About this exercise.
Which lines in the data below contain the string "blonde"? Show each one.

Data for this exercise.
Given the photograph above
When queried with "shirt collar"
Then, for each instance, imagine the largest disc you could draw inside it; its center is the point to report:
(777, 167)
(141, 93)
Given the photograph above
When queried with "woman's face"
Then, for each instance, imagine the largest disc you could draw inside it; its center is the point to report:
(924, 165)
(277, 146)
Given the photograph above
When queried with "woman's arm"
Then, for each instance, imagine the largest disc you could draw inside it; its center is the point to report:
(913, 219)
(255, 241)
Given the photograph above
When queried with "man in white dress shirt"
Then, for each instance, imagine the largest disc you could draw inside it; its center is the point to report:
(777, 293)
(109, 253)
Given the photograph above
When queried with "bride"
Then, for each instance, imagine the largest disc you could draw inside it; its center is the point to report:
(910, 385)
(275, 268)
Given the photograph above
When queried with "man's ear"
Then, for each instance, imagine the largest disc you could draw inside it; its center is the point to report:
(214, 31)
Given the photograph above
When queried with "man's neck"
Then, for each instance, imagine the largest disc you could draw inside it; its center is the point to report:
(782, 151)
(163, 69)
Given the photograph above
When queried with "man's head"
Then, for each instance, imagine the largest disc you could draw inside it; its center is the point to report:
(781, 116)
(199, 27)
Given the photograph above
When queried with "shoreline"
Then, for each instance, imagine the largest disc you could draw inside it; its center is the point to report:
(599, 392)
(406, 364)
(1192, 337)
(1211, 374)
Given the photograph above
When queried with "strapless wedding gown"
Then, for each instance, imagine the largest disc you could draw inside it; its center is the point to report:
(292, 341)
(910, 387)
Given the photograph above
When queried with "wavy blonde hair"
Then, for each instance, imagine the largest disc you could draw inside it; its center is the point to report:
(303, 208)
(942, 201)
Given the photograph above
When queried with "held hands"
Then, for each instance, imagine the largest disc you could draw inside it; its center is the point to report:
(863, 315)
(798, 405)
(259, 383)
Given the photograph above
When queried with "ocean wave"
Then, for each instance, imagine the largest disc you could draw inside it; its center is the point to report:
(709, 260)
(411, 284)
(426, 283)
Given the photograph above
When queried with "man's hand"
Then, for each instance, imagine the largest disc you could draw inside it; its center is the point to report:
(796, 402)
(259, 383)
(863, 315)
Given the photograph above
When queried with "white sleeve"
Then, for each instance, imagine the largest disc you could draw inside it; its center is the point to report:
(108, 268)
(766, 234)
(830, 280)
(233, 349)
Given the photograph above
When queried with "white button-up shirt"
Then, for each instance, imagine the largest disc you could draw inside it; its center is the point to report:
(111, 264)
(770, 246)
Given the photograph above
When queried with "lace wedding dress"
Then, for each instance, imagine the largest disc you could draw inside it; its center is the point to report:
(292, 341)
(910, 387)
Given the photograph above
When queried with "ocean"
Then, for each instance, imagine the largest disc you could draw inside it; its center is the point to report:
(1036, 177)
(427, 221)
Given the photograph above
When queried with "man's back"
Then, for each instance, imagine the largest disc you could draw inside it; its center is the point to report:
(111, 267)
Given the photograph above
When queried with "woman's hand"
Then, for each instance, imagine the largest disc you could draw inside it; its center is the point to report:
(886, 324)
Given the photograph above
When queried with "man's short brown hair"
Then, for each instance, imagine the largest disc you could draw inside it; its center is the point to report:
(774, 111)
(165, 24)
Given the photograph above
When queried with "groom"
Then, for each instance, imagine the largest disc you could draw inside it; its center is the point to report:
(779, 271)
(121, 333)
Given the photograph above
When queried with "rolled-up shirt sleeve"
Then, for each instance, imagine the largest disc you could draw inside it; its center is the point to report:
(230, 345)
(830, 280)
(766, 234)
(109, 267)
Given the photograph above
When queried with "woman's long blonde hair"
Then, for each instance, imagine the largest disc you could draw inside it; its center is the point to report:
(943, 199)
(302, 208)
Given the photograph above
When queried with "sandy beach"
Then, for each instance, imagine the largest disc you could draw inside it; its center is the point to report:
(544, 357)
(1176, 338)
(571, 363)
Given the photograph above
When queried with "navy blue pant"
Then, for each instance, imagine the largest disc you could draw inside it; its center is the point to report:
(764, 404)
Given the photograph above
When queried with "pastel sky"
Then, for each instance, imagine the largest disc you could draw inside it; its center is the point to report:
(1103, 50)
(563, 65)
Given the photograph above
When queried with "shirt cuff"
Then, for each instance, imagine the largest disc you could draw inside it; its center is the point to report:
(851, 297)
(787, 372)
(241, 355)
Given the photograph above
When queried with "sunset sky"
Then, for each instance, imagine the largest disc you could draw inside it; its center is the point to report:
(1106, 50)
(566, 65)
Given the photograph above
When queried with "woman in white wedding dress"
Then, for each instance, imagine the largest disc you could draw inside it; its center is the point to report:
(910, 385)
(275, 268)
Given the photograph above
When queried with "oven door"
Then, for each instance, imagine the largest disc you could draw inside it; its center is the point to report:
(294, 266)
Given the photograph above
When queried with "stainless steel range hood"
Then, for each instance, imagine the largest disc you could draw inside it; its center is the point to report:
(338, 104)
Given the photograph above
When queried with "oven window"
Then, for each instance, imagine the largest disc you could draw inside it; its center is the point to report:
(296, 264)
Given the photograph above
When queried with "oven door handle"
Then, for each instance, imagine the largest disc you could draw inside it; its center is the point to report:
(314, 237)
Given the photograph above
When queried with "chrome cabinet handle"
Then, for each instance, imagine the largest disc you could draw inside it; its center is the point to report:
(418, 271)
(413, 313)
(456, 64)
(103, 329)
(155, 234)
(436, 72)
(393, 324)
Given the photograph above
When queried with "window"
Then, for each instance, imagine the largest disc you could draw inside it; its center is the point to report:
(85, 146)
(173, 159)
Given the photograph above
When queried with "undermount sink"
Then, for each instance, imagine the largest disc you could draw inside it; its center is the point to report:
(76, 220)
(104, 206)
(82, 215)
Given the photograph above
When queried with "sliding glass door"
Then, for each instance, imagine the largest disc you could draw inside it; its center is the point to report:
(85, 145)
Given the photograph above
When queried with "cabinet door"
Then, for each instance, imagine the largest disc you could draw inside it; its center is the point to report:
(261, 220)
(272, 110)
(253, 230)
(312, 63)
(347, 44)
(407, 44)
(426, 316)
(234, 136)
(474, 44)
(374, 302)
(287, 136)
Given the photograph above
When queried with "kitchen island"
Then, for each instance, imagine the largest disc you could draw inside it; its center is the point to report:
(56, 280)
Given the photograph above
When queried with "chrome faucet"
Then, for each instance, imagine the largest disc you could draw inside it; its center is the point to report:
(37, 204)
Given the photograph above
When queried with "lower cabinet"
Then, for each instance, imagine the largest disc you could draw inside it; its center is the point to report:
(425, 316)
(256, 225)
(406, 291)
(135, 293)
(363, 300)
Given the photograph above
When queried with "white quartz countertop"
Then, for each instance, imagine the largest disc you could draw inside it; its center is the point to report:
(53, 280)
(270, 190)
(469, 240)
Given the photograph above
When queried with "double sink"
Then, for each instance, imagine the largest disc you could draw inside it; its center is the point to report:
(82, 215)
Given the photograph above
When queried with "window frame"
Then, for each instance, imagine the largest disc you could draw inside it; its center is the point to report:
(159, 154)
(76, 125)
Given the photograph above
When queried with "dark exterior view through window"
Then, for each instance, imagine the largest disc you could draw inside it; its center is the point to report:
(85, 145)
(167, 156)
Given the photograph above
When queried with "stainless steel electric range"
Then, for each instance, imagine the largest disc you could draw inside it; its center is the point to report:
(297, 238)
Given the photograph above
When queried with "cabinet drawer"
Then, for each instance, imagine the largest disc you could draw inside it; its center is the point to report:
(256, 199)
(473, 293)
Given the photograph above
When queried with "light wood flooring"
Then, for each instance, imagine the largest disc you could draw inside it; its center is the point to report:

Exercise answer.
When queried with "wavy blonde hair"
When queried with "woman's long blonde hair"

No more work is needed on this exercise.